| Problem set |
[A] List the genes that the FOXE3 text says Foxe3 controls or regulates during lens development.
[B] Please print the passage of the FOXE3 text starting with "Forkhead box protein" and going on through "of chromosome 1.", word for word.
[C] Write what comes next in the FOXE3 text, beginning after its final sentence.

| Text for analysis |
Protein found in humans

Forkhead box protein E3 (FOXE3) also known as forkhead-related transcription factor 8 (FREAC-8) is a protein that in humans is encoded by the FOXE3 gene located on the short arm of chromosome 1.

== Function ==

FOXE3 is a forkhead-box transcription factor which is involved in the proper formation of the ocular lens and is post-natally expressed in the lens epithelium.

== Development ==

Foxe3, also known as Forkhead Box E3, is a transcription factor that is responsible for the formation of the lens placode, a precursor to the lens of the eye, and the lens itself. Foxe3 controls multiple processes during development of the lens including, the expression of Cryaα which controls the solubility of the crystalline protein complex in the developing lens. Reduced solubility can lead to potential cataract formation due to crystallization of the lens. Foxe3 also controls the regulation of Prox1, which is responsible for cell cycle progression. As Foxe3 expression downregulates, Prox1 expression increases causing a reduction in cellular proliferation in the anterior lens. Foxe3 also regulates platelet-derived growth factor receptor-α (Pdgfrα) expression. This is responsible for lens fiber differentiation within the epithelium of certain parts of the lens. There are multiple defects associated with dysfunction of this gene with most being classified under the term anterior segment dysgenesis (ASD). For example, Peters anomaly is a rare disorder obtained during development characterized by adhesions due to malformations of the posterior corneal stroma, the absence of Descemet's membrane and the corneal endothelium, and corneal opacities. This syndrome can be attributed to fetal alcohol syndrome and aneuploidy. Scientists have generated a knockout model for Foxe3 in mice and are testing the effects on the lenses of those animals. So far, it appears that Foxe3 is essential for normal lens development.

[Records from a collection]
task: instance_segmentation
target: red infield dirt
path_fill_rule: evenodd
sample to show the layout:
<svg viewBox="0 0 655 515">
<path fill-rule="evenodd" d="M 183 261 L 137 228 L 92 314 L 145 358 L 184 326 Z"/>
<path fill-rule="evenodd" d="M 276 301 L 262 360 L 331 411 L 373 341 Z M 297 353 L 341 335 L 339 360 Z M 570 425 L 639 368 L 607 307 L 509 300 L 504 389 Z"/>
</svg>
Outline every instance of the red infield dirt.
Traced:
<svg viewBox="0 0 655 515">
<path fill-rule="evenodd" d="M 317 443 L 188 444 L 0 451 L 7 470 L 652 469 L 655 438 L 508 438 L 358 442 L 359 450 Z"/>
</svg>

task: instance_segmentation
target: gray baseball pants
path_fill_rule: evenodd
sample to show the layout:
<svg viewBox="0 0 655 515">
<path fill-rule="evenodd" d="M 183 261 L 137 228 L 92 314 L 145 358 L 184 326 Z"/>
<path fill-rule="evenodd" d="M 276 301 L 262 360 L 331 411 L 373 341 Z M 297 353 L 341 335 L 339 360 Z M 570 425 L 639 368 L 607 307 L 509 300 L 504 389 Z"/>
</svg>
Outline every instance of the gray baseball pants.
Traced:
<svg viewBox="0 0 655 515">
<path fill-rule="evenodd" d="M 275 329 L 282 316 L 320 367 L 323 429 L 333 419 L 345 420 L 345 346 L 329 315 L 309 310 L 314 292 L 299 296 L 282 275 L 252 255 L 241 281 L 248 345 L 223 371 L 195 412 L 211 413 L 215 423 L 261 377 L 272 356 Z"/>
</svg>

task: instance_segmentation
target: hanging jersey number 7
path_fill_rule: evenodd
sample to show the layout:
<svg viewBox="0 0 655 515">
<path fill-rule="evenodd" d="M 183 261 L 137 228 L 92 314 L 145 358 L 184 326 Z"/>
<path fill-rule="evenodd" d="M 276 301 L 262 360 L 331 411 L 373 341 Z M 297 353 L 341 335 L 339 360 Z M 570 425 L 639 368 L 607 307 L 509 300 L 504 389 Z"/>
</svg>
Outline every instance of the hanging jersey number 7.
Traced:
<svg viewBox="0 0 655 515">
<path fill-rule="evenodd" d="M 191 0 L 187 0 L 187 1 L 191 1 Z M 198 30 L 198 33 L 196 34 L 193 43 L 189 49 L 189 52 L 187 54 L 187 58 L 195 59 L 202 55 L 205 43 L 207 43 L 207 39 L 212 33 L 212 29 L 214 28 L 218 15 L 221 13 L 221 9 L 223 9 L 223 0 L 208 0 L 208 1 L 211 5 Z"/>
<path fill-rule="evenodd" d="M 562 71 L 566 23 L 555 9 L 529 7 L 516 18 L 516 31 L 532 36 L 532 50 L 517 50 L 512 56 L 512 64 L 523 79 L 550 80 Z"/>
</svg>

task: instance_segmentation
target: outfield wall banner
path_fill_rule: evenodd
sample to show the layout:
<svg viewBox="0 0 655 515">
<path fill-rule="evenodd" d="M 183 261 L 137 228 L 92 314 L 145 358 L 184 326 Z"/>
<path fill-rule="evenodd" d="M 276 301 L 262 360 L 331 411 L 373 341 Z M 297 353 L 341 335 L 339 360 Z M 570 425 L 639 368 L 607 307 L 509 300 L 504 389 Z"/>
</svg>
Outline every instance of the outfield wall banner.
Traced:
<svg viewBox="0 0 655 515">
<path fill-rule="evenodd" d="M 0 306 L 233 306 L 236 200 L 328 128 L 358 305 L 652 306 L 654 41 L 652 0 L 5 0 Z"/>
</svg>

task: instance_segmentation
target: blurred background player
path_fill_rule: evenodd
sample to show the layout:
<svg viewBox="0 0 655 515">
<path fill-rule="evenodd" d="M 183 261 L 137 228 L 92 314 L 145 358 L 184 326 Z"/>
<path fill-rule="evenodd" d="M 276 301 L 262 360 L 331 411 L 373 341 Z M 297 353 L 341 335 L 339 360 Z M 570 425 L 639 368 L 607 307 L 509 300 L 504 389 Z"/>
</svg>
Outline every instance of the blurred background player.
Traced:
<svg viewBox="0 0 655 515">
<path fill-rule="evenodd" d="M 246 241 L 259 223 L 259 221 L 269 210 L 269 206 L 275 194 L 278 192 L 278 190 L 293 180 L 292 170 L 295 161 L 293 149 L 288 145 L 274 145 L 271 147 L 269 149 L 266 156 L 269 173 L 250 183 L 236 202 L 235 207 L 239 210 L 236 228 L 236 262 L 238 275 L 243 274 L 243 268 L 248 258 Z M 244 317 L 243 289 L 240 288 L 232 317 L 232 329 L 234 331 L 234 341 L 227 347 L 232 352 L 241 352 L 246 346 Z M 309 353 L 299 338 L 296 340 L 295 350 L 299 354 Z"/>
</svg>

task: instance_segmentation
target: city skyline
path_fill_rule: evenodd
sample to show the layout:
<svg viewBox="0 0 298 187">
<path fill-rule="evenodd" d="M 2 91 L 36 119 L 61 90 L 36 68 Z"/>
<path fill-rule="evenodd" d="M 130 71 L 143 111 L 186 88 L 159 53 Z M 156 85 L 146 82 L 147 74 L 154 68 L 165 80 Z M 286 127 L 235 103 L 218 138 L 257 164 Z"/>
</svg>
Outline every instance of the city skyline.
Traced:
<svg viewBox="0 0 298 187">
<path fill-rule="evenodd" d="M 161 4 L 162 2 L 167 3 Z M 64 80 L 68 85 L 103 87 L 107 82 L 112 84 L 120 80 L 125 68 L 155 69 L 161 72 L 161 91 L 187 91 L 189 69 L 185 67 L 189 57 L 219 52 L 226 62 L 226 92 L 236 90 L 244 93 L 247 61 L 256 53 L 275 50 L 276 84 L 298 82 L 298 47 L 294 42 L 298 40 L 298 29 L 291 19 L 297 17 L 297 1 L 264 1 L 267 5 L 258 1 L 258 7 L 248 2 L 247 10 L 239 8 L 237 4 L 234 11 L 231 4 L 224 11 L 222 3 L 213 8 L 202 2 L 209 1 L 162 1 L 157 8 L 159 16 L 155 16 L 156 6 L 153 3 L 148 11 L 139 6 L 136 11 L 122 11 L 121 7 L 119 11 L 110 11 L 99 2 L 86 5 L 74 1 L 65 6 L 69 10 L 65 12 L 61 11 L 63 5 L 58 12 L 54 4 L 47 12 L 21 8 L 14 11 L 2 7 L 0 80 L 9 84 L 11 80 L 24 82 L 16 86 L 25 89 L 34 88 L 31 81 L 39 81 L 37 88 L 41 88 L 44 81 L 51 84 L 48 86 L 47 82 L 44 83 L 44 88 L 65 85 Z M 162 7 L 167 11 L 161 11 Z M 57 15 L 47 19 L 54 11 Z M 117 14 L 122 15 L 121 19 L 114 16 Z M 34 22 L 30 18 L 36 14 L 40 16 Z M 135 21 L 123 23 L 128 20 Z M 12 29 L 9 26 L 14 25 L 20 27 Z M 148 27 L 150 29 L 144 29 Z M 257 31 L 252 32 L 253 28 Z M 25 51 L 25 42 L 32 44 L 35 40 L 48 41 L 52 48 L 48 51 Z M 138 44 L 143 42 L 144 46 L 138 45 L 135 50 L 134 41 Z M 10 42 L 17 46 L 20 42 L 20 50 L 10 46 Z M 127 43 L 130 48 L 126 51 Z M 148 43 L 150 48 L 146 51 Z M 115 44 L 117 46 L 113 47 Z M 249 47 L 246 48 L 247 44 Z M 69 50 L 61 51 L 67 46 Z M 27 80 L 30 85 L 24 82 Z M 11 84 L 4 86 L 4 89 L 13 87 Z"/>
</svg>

| Response list |
[A]
- Cryaα
- Prox1
- Pdgfrα (platelet-derived growth factor receptor-α)

[B]
Forkhead box protein E3 (FOXE3) also known as forkhead-related transcription factor 8 (FREAC-8) is a protein that in humans is encoded by the FOXE3 gene located on the short arm of chromosome 1.

[C]
== Clinical significance ==

Mutations in the FOXE3 gene are associated with anterior segment mesenchymal dysgenesis.

Homozygous mutations in this gene have been associated with a number of ocular diseases such as congenital aphakia, sclerocornea, microphthalmia, and optic disc coloboma. There have also been reports of heterozygous mutations causing less severe ocular diseases such as anterior segment dysgenesis (sometimes referred to as anterior segment mesenchymal dysgenesis), and Peter's anomaly.